— start TEXT EXTRACT —
She was a woman who in her time played many parts, to misquote Shakespeare.

Starting life as her father’s pet, she became fashion’s darling, tragic heroine, the centre of swinging London with her brilliant randy husband, England’s first famous cougar and tabloid fodder, a ‘loose cannon’, and finally the sad woman known as ‘walking wounded’ in London circles.

No, the touching scene where their father made the Princesses promise undying loyalty to each other, didn’t really happen. Much more dramatic was the real moment missed by script-writers,  when he came back to his cosy non-royal home in Piccadilly after the abdication, and was greeted by his daughters aged ten and six in the hall, who both curtsied to him deeply, which shook him to his core (his wife was upstairs in bed with flu, overcome by all the long-drawn abdication dramas).

Princess Elizabeth soon began her apprenticeship, coached by her father, and tirelessly overseen by Queen Mary, who took the Princesses on cultural outings, checked on their education, and told their mother, the Queen, they needed more books. Typical of her light-hearted and fun-loving nature. the Queen responded by buying the complete works of P.G. Wodehouse! She also frequently interrupted the children’s lessons to take them off for some fun, to the chagrin of their governess, ‘Crawfie”.

Margaret didn’t have to study the way her sister did, and grew up to be the source of her father’s entertainment and relaxation. This special relationship ended when she was twenty-one and he died so unexpectedly. With no father and no role, equerry Peter Townsend became even more important to her than he had been since she fell in love with him in 1947, when the Royal family were touring South Africa. She was very demanding towards the man she loved, who was eighteen years older than her, and never took any account – as neither had the Royal family – of his duty to his wife and children.

Much has always been made of the fact that he was the “innocent party” in the ensuing divorce, but a husband who neglects his wife and children for his devotion to his employer, and the employer’s pretty daughter, has as much responsibility as has a lonely wife seeking love and support elsewhere.
— end TEXT EXTRACT —
**PROBLEMS AND TASKS**
A – Using the Princess Margaret excerpt, answer these questions:
(i) How old were the daughters when they curtsied to their father after the abdication?
(ii) What did the Queen buy when told the Princesses needed more books?
(iii) In what year did Margaret fall in love with Peter Townsend?
B – Can you turn the paragraph of the Princess Margaret excerpt that begins "Princess Elizabeth soon began her apprenticeship" into a short bulleted list that keeps its main facts?
C – Will you carry on the Princess Margaret excerpt, starting right after its final sentence?
The data that comes next has no connection to the Princess Margaret excerpt.
— start DATA EXTRACT —
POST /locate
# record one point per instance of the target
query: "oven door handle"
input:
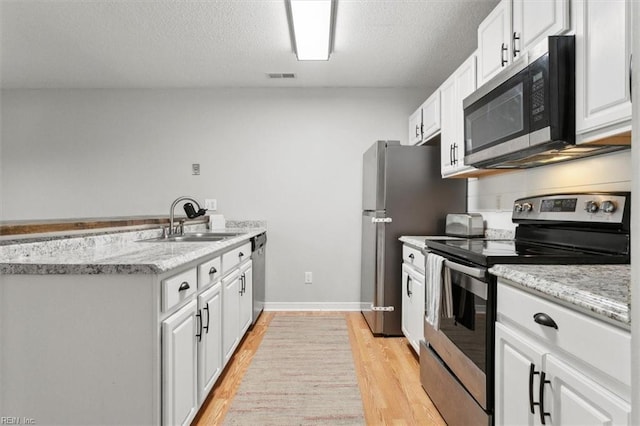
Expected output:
(467, 270)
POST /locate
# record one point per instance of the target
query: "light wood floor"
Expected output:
(388, 374)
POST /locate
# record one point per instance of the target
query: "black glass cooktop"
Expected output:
(490, 252)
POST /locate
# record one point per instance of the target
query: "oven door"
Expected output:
(465, 339)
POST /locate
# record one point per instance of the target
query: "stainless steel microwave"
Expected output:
(526, 114)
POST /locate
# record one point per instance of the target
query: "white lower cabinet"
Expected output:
(413, 296)
(578, 400)
(575, 374)
(210, 344)
(179, 366)
(113, 349)
(237, 307)
(231, 286)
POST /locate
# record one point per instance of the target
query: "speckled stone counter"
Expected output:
(601, 291)
(114, 253)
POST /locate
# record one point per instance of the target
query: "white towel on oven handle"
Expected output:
(434, 289)
(447, 296)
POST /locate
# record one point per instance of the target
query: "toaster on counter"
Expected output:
(465, 225)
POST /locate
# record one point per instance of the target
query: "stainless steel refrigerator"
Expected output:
(403, 194)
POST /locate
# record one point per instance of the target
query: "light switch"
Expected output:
(211, 204)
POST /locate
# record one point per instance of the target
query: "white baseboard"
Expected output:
(312, 306)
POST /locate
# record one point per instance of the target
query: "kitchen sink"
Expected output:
(195, 237)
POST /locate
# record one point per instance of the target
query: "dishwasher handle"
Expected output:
(467, 270)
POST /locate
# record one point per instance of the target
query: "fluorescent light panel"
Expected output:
(311, 20)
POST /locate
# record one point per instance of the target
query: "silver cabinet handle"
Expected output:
(503, 50)
(631, 77)
(199, 319)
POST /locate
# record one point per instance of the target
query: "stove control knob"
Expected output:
(608, 206)
(592, 207)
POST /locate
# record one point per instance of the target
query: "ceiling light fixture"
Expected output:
(311, 26)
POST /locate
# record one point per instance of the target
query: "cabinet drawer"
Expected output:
(595, 342)
(209, 272)
(413, 256)
(232, 258)
(178, 288)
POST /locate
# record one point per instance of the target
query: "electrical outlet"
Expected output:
(211, 204)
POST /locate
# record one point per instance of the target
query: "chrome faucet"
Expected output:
(173, 230)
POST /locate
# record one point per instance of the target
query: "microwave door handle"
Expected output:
(467, 270)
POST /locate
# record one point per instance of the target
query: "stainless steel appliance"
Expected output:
(403, 194)
(258, 255)
(525, 116)
(456, 360)
(464, 225)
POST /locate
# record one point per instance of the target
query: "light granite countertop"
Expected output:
(114, 253)
(601, 291)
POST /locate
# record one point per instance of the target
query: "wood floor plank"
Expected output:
(388, 374)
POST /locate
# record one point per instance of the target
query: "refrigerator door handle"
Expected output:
(381, 220)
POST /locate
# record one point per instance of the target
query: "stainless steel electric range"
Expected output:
(456, 359)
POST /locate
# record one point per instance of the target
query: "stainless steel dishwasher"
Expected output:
(258, 253)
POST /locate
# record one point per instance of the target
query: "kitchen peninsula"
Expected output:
(119, 327)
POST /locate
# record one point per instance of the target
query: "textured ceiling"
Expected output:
(229, 43)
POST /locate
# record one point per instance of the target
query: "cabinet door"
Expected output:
(577, 400)
(179, 379)
(452, 93)
(246, 299)
(448, 132)
(603, 54)
(465, 79)
(534, 20)
(415, 127)
(230, 315)
(517, 378)
(431, 116)
(494, 42)
(210, 346)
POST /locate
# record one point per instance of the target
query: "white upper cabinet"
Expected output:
(415, 127)
(534, 20)
(603, 56)
(425, 121)
(431, 116)
(494, 42)
(453, 91)
(513, 27)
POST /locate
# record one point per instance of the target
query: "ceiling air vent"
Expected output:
(281, 75)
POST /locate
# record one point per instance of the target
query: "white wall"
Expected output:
(493, 196)
(290, 157)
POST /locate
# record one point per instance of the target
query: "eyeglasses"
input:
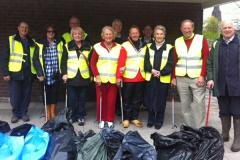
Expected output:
(50, 31)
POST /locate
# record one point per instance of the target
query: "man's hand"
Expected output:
(41, 78)
(200, 81)
(6, 78)
(64, 78)
(155, 73)
(98, 80)
(210, 84)
(174, 82)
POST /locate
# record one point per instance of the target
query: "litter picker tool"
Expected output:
(45, 102)
(208, 108)
(121, 100)
(173, 108)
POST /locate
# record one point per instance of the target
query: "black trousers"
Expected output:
(76, 101)
(20, 96)
(51, 93)
(229, 105)
(132, 99)
(156, 98)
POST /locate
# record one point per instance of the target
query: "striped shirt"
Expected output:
(51, 63)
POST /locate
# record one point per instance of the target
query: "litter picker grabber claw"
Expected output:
(208, 108)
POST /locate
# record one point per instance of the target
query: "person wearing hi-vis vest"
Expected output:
(191, 53)
(131, 73)
(104, 63)
(47, 60)
(158, 65)
(73, 22)
(76, 74)
(18, 70)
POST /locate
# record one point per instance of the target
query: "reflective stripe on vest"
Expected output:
(75, 63)
(67, 37)
(16, 56)
(59, 50)
(107, 62)
(166, 78)
(134, 61)
(189, 60)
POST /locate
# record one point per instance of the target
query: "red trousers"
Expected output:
(108, 92)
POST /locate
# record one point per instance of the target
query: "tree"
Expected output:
(211, 29)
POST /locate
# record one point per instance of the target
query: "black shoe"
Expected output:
(71, 121)
(149, 125)
(158, 126)
(81, 121)
(25, 118)
(14, 119)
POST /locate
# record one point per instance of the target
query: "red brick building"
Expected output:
(94, 14)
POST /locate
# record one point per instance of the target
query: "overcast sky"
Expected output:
(229, 11)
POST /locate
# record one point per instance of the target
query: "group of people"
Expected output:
(137, 66)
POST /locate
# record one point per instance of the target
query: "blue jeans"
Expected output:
(76, 101)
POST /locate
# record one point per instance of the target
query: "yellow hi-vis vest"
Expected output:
(189, 60)
(59, 50)
(107, 62)
(166, 78)
(67, 37)
(16, 55)
(134, 61)
(75, 63)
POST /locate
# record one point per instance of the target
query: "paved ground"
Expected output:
(36, 111)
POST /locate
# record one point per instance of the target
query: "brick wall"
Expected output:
(94, 14)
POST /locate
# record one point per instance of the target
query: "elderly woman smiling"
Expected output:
(104, 63)
(76, 74)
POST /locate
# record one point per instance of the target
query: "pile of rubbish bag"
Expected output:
(58, 140)
(190, 144)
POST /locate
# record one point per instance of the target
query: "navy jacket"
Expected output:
(5, 60)
(224, 67)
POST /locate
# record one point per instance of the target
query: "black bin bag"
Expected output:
(190, 144)
(134, 147)
(62, 144)
(112, 141)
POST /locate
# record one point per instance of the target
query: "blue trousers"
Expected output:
(20, 96)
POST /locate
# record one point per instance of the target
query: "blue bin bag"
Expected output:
(36, 143)
(10, 147)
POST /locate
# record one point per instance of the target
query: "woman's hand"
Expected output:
(98, 80)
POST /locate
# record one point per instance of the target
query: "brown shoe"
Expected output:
(137, 123)
(125, 123)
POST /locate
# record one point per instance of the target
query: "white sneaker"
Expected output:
(110, 124)
(101, 124)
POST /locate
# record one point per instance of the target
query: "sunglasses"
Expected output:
(50, 31)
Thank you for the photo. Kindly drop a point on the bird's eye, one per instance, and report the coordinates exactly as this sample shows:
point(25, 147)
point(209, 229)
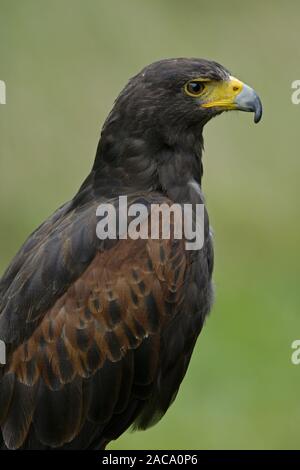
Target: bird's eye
point(194, 88)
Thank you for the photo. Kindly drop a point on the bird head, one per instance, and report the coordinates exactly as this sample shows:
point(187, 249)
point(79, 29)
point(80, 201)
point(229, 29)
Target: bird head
point(174, 95)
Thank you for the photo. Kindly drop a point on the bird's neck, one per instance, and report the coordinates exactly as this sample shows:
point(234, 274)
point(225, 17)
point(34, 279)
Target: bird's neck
point(142, 164)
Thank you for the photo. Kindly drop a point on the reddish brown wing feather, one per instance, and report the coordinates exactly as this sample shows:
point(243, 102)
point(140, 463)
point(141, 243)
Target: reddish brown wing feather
point(77, 369)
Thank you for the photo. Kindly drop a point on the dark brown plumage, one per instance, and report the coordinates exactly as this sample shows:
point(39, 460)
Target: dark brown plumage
point(99, 334)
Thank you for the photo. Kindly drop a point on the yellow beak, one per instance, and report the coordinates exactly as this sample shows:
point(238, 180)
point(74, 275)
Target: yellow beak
point(232, 94)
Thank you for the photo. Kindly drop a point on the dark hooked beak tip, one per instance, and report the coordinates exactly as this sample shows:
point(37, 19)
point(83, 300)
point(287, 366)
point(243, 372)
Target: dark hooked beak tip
point(248, 100)
point(257, 108)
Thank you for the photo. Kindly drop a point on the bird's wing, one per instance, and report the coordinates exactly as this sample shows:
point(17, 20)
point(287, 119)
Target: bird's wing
point(85, 326)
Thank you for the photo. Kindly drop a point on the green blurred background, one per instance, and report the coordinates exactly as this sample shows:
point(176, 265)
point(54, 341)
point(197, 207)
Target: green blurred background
point(64, 61)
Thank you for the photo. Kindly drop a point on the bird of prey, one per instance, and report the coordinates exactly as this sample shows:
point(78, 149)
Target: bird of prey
point(99, 332)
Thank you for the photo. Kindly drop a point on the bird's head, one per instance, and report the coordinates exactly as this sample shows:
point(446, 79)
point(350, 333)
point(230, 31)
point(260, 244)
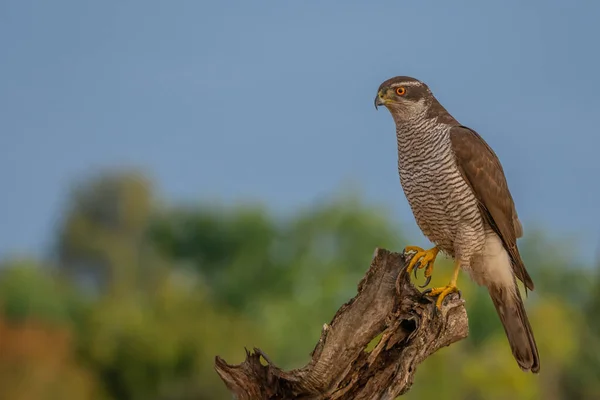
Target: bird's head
point(406, 98)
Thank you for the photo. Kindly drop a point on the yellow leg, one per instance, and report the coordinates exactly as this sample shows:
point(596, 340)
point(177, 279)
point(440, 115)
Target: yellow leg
point(426, 258)
point(443, 291)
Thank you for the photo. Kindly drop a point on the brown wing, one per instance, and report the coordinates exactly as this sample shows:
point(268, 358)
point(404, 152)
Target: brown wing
point(482, 170)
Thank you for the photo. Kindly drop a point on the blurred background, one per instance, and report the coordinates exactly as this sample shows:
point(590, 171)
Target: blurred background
point(182, 179)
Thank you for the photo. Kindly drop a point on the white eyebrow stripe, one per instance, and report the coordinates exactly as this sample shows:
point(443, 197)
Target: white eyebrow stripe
point(406, 84)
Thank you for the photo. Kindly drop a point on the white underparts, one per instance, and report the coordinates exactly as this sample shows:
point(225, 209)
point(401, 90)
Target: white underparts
point(493, 267)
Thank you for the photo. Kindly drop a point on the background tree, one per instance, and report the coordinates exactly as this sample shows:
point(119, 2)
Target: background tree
point(140, 297)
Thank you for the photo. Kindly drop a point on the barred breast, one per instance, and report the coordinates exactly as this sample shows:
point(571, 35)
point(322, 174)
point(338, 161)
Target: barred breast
point(443, 204)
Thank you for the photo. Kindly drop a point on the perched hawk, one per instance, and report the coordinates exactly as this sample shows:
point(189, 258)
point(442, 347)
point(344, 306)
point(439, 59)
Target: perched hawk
point(457, 190)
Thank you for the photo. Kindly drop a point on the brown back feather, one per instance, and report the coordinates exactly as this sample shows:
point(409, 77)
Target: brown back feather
point(482, 170)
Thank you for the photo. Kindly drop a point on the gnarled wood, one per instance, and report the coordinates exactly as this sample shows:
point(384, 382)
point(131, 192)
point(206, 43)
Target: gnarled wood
point(386, 304)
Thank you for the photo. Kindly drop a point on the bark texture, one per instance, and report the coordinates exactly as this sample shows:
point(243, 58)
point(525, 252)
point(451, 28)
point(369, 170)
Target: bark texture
point(341, 367)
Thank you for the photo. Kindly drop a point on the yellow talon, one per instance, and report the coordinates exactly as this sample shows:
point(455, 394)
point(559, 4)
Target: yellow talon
point(426, 258)
point(444, 291)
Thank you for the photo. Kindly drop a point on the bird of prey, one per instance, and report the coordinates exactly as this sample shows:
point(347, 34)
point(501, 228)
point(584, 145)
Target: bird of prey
point(460, 199)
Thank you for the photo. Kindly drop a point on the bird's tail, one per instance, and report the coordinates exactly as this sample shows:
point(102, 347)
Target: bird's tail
point(511, 310)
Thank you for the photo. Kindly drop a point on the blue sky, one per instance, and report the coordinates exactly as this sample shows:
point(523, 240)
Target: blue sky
point(273, 101)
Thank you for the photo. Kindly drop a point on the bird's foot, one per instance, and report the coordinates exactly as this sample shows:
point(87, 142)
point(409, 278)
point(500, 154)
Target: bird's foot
point(442, 292)
point(425, 259)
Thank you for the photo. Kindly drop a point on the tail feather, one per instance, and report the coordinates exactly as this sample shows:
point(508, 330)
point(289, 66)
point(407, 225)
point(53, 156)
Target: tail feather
point(511, 311)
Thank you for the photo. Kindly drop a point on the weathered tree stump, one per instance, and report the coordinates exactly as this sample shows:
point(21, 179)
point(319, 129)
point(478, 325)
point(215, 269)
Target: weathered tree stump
point(387, 304)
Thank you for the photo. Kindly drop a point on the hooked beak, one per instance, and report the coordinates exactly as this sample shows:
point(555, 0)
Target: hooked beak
point(378, 100)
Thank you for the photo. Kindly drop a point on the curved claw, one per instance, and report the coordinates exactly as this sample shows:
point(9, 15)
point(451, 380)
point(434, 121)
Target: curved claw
point(416, 267)
point(426, 283)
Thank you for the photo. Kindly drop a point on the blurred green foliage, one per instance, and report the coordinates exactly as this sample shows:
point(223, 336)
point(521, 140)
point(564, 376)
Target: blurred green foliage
point(138, 298)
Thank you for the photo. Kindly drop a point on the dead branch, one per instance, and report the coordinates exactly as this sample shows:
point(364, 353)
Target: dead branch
point(387, 304)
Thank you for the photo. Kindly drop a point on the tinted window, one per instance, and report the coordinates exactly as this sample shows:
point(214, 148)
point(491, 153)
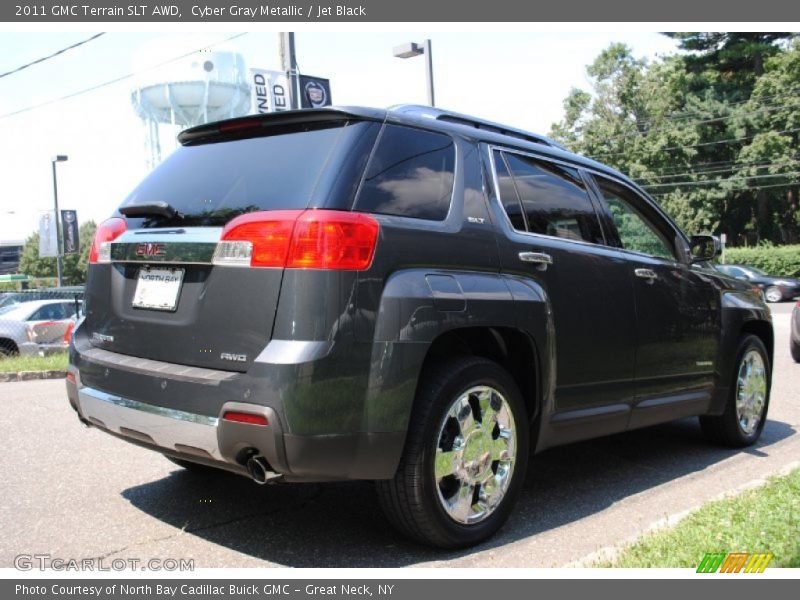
— end DATA EXTRACT —
**RESPONSES**
A –
(i) Ten and six.
(ii) The complete works of P.G. Wodehouse.
(iii) 1947.

B –
- Princess Elizabeth began her apprenticeship, coached by her father.
- Queen Mary oversaw it tirelessly. She took the Princesses on cultural outings, checked on their education and told the Queen they needed more books.
- The Queen, light-hearted and fun-loving, responded by buying the complete works of P.G. Wodehouse.
- She often interrupted the children's lessons to take them off for fun, to the chagrin of their governess, "Crawfie."

C –
The fact of his so-called innocence encouraged both he and Margaret to feel they could marry. Unlike the court, particularly Alan Lascelles, the Queen’s authoritative private secretary, (“are you mad or bad?”) the Queen was sympathetic.

The situation burst upon the consciousness of the world at the Coronation when Princess Margaret, decked out in diamonds and diadem and long velvet train, stood outside the Abbey chatting to the handsome equerry, and in a familiar and intimate gesture flicked an imaginary piece of fluff off his uniform as she smiled up into his eyes. The picture went around the world.

The Netflix scenes of Townsend standing on the steps of the aircraft taking the Queen to Ireland, and waving back to the imaginary cheers of the crowd were mind-bogglingly crass. Townsend was a sensible, sensitive man, far too intelligent to behave in such a tactless way, any more than he would have called the Queen by her private childhood nickname,’ Lilibet’, (I cringed as he did). He didn’t go to Ireland, but to Brussels to wait out his time.

These were the years when five foot two, blue-eyed Margaret with an eighteen-inch waist, became the darling of fashion. It was at the first Ascot of the reign when she really made her mark. It was, like ‘My Fair Lady’, a black and white Ascot, as the court were still in six months mourning for the King. By June, ladies were permitted to wear black and white, or grey, and the Princess appeared in an elegant, grey chiffon dress which set all the fashion watchers talking.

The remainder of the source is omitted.